--- START ---

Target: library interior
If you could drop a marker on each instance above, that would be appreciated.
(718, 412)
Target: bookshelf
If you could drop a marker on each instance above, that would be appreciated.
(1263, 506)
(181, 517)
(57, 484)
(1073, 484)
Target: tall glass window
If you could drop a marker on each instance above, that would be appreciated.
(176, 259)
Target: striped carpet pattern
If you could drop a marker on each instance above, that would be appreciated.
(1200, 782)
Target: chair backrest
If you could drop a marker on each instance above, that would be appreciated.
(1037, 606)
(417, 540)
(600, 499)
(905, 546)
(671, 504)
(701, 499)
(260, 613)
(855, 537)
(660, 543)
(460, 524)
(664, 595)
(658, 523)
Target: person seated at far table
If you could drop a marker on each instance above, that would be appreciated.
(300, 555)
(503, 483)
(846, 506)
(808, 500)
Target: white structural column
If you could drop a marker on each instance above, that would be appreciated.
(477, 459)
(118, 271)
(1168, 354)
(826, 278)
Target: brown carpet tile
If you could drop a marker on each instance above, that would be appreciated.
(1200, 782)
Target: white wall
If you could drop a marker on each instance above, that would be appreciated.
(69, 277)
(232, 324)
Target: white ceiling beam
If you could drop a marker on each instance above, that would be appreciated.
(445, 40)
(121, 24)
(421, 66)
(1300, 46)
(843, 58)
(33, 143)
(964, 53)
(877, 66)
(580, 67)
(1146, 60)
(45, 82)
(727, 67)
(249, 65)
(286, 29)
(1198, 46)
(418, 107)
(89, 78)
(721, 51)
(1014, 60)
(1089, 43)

--- END ---

**Exercise goal**
Reproduce all of the rows above verbatim, changing nothing.

**Result below**
Target: library interior
If you could drop a marker on each instance above, that would be appreciated.
(718, 412)
Target: bookshelf
If you could drop a marker on each instance above, that would be appreciated.
(1263, 506)
(181, 517)
(57, 484)
(1073, 484)
Target: tall glass window
If you could drop a marker on each instance above, that would be appreciated.
(176, 259)
Target: striped carpet pattern
If you could drop a marker on each instance above, that would be appreciated.
(1200, 782)
Target: chair backrest
If you could drop a marker on each instance above, that would be appreciated.
(1037, 606)
(417, 540)
(600, 499)
(905, 546)
(671, 504)
(701, 499)
(260, 613)
(855, 537)
(660, 543)
(460, 524)
(664, 595)
(658, 523)
Target: person seated at far table
If you could drop a marker on each instance above, that would be appreciated.
(300, 555)
(503, 483)
(846, 506)
(808, 500)
Target: white structural column
If you could drop a marker on each instance above, that would be appreciated.
(477, 459)
(118, 271)
(1168, 354)
(826, 278)
Target: brown carpet tile
If you could drop a marker on each instance above, that would be appreciated.
(1200, 782)
Target: white wall
If you could drop a marker on each instance above, that would be appreciated.
(69, 277)
(232, 324)
Target: white ceiling beam
If you could drop a marker on each instance above, that would be appreciated.
(445, 40)
(121, 24)
(421, 66)
(1300, 46)
(843, 58)
(33, 143)
(964, 53)
(877, 66)
(580, 67)
(1146, 60)
(45, 82)
(727, 67)
(249, 65)
(286, 29)
(1198, 46)
(418, 107)
(89, 78)
(721, 51)
(1014, 60)
(1089, 43)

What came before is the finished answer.